--- Reading passage ---

More Women Have Access to Essential Health Care, HHS Says During Women’s History Month
Healthcare organizations and agencies across the country, including the U.S. Department of Health and Human Services (HHS), prioritized enhancing and expanding services like maternal and postpartum care and sexual and reproductive health during Women’s History Month, HHS announced in March 2022.
Celebrated annually in March, Women’s History Month commemorates and observes women’s vital role in American history. HHS said its commitment to ensuring women’s access to health care is a critical part of its core mission and reported its recent successes:
Expanded Access to Care and Preventive Services
HHS sought feedback on healthcare access topics such as coverage, services, and adequate provider payment rates. The agency also updated its women’s preventive services guidelines to prevent obesity in midlife, breastfeeding services and supplies, well-women preventive care visits, access to contraceptives, and counseling for contraceptives, HIV screening, and sexually transmitted infections.
HHS also launched the Federal Cervical Cancer Collaborative, an offshoot of the Cancer Moonshot that promotes cervical cancer prevention, screening, and treatment, and the Self-Measured Blood Pressure Partnership Program, which creates a network of organizations that empower women to maintain health blood pressure.
Expanded Maternal and Postpartum Care
HHS published reports on the American Rescue Plan’s option to extend post-partum Medicaid coverage, funded the Enhancing Reviews and Surveillance to Eliminate Maternal Mortality Program to reduce pregnancy-related deaths related to mental health conditions and violence, and launched programs and initiatives such as Black Maternal Health Week, a new quality measure for the Hospital Inpatient Quality Reporting Program, HHS Perinatal Improvement Collaborative, and Breastfeeding Program for African American mothers and families.
The department also extended Medicaid and Children’s Health Insurance Program postpartum coverage for up to 12 months in certain states to extend access to care after pregnancy and expand community-based doula care to improve health outcomes before, during, and after pregnancy.
Strengthened Sexual and Reproductive Health
HHS issued a new regulation and $6.6 million in funding for Title X, the nation’s family planning program, to ensure access to family planning services. HHS also established an intra-agency task force on reproductive healthcare access to facilitate approaches to protect and bolster sexual and reproductive health.
Promoting behavioral health, addressing health disparities, preventing violence and supporting safety and healing, and building a stronger workforce are critical goals to ensure that women across the United States have access to quality health care, the agency said.
“Our commitment to women is not just a part of our history, it’s a critical part of our everyday mission. Our programs and initiatives over the last year have focused on improving the lives of women and their histories in their communities, homes, and workplaces,” HHS said. “Whether it’s developing and understanding the best practices for care delivery, raising awareness around disease and conditions that disproportionately impact women, or providing quality health care in federally funded health centers, we will continue to advance the health and well-being of every woman in America.”

--- Dataset ---

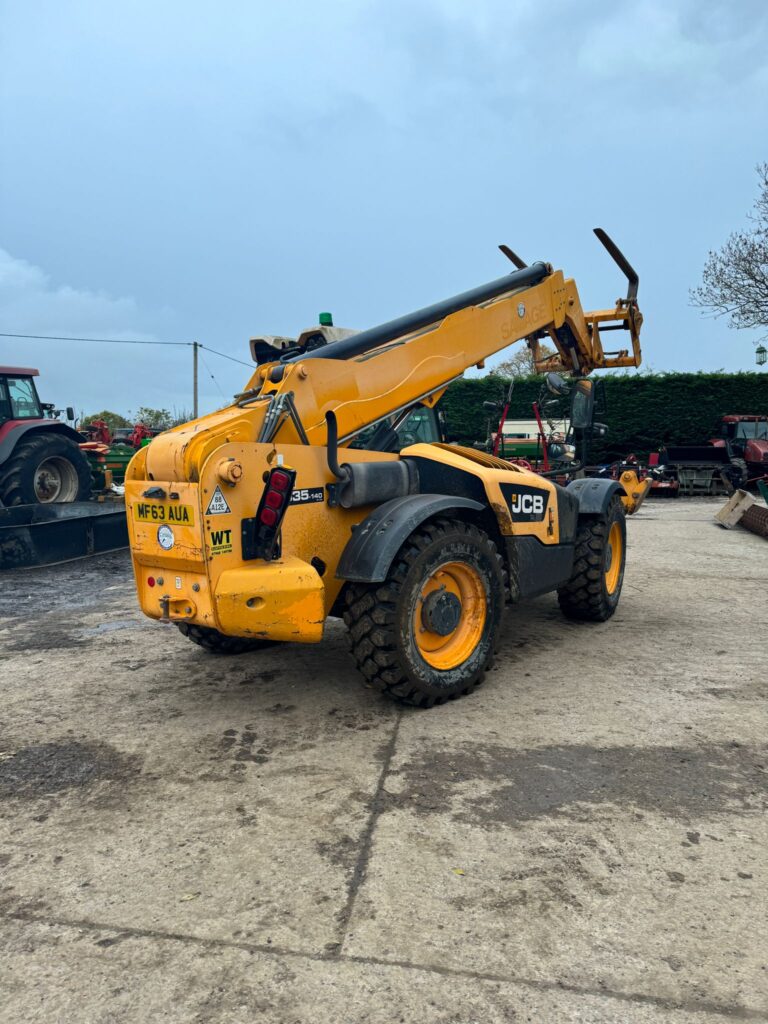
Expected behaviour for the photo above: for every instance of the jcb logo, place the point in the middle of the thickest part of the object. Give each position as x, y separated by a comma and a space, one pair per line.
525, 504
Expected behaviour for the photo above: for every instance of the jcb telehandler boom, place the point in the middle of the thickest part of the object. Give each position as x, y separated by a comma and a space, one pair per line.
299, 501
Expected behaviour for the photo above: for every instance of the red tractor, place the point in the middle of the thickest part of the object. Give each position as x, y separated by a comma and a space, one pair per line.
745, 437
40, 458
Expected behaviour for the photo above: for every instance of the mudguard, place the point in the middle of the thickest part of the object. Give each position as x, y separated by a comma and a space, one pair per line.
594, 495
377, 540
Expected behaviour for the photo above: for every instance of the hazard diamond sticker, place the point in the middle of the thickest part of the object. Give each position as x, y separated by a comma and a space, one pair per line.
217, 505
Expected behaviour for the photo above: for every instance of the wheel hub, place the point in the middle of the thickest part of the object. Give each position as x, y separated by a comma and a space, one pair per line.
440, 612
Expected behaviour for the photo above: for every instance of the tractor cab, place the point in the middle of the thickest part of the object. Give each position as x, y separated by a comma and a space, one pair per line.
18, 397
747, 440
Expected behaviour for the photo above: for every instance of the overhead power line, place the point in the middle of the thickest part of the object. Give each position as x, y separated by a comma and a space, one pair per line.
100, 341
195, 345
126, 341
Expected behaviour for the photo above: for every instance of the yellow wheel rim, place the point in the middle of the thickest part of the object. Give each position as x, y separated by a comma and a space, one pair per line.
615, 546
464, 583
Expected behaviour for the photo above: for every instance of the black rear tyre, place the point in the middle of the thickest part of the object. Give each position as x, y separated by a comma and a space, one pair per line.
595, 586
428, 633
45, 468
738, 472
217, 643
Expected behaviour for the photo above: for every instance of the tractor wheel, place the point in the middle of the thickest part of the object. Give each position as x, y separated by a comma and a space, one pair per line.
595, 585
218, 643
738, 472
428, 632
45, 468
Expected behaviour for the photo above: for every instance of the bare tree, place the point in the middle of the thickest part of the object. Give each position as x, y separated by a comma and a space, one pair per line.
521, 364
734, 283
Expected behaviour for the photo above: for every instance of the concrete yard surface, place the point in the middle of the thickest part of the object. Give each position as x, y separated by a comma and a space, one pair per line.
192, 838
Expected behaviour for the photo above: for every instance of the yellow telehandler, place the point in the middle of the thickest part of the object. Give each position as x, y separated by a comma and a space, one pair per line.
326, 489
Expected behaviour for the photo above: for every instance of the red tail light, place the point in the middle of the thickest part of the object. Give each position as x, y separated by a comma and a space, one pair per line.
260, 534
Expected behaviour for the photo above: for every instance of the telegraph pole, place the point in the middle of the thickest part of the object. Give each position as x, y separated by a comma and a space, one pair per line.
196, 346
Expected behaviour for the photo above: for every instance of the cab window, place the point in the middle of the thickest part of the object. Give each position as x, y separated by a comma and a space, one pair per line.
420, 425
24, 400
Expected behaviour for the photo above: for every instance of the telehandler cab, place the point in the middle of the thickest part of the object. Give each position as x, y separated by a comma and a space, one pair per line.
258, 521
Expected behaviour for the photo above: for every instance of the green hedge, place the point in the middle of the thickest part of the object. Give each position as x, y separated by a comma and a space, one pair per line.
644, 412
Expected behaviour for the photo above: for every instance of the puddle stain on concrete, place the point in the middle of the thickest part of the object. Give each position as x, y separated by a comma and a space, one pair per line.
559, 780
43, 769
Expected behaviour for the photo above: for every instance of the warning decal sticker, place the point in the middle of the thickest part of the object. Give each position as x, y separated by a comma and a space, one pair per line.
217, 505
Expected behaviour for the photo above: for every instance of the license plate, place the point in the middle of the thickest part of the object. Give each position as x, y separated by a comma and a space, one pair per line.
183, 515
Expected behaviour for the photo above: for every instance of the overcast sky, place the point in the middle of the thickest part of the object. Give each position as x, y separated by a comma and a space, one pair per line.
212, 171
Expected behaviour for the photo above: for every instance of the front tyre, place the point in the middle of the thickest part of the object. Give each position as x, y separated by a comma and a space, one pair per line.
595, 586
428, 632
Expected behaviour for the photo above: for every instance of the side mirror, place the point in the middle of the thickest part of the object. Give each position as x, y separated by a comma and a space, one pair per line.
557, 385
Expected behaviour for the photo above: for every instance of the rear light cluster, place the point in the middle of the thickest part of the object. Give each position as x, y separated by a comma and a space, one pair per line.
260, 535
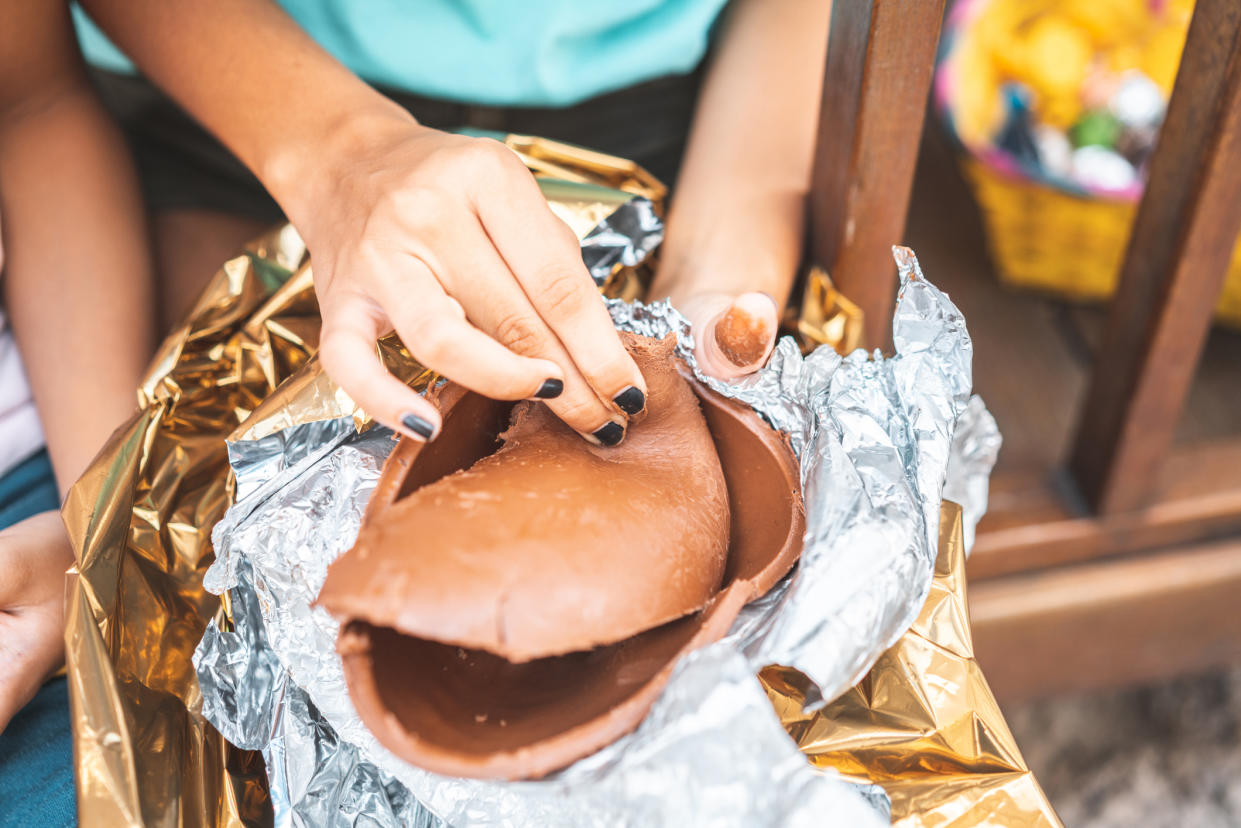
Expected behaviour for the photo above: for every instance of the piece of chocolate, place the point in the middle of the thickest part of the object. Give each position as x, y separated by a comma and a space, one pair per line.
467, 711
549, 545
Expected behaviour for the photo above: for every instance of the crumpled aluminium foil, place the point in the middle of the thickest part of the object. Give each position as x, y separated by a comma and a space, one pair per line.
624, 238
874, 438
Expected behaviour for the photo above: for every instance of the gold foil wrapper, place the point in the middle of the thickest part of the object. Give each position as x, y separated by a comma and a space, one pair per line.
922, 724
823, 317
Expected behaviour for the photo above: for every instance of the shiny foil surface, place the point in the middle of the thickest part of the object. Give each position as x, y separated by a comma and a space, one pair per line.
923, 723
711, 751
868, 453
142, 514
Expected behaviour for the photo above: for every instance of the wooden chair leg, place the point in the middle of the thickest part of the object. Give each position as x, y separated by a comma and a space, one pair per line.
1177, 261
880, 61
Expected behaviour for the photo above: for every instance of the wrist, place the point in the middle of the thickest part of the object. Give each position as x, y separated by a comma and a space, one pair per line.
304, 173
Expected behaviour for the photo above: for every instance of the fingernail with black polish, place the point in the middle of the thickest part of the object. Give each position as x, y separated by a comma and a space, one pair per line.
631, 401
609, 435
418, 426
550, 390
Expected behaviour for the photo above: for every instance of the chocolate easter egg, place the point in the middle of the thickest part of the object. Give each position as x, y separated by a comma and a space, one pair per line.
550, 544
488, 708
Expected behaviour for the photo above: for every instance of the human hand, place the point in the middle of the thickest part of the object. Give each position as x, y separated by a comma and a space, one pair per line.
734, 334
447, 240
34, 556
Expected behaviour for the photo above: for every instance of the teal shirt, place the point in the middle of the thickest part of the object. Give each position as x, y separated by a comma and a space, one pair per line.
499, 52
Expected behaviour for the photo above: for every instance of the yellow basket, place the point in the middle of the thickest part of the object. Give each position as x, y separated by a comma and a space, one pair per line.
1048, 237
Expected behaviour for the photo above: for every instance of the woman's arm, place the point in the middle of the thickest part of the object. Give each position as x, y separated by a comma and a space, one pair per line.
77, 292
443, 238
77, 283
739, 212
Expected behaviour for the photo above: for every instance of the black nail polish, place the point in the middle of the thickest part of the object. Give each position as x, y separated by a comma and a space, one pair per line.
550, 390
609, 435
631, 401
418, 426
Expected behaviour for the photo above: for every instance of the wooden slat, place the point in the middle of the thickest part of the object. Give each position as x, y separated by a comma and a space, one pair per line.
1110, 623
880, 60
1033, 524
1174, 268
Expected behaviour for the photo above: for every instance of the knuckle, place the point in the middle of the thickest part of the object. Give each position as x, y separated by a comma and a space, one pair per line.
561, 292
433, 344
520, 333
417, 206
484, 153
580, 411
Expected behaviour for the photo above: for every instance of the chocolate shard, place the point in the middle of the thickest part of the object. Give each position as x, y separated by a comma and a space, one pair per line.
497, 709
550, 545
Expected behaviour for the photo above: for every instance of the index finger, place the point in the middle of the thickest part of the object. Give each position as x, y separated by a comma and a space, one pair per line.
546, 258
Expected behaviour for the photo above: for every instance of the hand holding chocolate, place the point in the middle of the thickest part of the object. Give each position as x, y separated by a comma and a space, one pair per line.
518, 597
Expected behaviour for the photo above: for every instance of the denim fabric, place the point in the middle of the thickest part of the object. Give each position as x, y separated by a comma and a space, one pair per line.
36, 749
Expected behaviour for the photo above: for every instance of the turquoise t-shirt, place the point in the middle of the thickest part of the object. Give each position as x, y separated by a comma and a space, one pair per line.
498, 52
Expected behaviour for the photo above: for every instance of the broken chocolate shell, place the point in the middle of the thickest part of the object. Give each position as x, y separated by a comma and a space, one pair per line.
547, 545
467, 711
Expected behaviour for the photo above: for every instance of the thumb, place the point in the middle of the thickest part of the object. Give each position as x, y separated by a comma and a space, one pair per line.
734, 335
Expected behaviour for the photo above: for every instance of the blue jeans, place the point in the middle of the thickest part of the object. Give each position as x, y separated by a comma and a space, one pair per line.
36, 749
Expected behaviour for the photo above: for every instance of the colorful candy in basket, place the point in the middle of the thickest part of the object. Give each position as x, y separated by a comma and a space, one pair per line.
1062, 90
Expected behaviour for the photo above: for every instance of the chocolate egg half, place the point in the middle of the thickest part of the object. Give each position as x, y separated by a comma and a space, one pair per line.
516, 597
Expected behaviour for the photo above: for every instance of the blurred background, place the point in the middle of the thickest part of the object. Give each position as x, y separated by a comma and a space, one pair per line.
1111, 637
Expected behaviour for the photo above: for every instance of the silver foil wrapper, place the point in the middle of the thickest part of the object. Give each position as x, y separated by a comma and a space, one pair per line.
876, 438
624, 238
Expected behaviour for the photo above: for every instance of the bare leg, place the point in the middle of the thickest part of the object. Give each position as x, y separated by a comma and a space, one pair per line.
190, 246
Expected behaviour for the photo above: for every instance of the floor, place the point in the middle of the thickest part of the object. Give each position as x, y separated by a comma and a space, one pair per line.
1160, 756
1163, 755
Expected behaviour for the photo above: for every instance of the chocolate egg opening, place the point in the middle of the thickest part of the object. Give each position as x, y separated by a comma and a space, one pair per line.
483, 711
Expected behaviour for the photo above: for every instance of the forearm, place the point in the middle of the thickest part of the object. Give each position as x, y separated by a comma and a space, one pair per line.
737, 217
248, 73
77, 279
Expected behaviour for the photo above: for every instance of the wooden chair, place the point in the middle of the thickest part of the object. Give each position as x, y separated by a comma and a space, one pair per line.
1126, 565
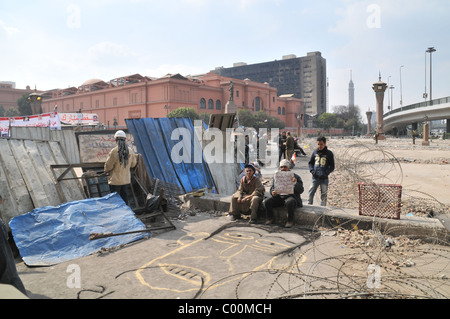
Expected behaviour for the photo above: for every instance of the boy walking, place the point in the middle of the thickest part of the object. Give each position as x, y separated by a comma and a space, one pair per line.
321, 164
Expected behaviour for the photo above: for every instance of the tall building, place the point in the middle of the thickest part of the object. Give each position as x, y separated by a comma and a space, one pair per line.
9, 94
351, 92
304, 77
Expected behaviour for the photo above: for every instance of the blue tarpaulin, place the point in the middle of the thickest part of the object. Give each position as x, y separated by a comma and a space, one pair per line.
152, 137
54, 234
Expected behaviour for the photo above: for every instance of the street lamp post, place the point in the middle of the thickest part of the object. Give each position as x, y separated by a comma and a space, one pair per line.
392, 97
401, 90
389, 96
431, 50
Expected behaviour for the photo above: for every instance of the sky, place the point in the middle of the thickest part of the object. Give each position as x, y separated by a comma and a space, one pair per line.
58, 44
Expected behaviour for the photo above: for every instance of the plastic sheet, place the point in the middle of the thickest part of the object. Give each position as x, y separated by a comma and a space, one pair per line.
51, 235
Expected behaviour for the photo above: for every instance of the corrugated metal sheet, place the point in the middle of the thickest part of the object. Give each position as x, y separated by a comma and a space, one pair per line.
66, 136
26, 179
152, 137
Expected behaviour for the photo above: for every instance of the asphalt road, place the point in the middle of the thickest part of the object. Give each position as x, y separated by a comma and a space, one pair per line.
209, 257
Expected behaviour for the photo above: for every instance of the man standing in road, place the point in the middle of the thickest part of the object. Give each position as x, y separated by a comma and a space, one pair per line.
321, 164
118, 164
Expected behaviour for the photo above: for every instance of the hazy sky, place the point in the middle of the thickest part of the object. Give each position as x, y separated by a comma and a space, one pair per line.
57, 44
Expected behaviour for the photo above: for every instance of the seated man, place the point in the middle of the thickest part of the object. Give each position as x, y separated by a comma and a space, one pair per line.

---

— Work instructions —
Rewrite the stretch of the HHS Women's History Month article from "Expanded Maternal and" through "and after pregnancy.", changing "up to 12 months" to "up to one year". None of the extracted records is needed here.

— Response for this exercise —
Expanded Maternal and Postpartum Care
HHS published reports on the American Rescue Plan’s option to extend post-partum Medicaid coverage, funded the Enhancing Reviews and Surveillance to Eliminate Maternal Mortality Program to reduce pregnancy-related deaths related to mental health conditions and violence, and launched programs and initiatives such as Black Maternal Health Week, a new quality measure for the Hospital Inpatient Quality Reporting Program, HHS Perinatal Improvement Collaborative, and Breastfeeding Program for African American mothers and families.
The department also extended Medicaid and Children’s Health Insurance Program postpartum coverage for up to one year in certain states to extend access to care after pregnancy and expand community-based doula care to improve health outcomes before, during, and after pregnancy.